** Provided entries follows **

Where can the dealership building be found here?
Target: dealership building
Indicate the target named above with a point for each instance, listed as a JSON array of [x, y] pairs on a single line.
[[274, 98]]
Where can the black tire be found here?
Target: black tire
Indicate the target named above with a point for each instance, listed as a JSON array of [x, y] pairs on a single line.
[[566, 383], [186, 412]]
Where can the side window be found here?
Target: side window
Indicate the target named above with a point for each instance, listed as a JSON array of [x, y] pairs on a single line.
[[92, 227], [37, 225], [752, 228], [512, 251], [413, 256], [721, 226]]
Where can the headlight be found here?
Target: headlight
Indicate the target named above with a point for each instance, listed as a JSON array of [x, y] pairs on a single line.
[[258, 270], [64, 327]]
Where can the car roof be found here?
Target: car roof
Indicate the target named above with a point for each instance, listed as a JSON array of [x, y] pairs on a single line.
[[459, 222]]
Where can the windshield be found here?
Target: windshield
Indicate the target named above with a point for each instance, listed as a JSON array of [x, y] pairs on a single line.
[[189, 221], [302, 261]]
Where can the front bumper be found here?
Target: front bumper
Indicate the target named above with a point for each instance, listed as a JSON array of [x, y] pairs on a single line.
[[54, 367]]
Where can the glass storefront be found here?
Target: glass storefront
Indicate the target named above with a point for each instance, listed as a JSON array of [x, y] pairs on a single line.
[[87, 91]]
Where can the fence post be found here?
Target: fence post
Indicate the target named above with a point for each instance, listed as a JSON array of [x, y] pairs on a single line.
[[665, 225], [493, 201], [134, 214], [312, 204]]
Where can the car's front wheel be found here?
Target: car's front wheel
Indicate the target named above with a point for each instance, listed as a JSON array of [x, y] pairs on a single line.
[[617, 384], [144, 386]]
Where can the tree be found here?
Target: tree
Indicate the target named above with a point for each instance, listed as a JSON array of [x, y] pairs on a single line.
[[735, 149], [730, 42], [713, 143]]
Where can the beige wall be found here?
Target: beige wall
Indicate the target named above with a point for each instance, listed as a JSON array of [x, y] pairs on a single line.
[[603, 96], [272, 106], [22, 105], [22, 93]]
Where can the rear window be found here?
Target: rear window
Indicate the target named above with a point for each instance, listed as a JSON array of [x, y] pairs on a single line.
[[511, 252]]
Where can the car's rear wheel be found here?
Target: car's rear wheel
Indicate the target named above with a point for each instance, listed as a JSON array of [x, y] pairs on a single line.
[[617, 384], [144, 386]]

** End of Provided entries **

[Task to complete]:
When a line contains the string "window", copy it from the records.

[The answer]:
Where can the side window be found here?
Target: side window
Where can the rear window be found here?
Target: rear window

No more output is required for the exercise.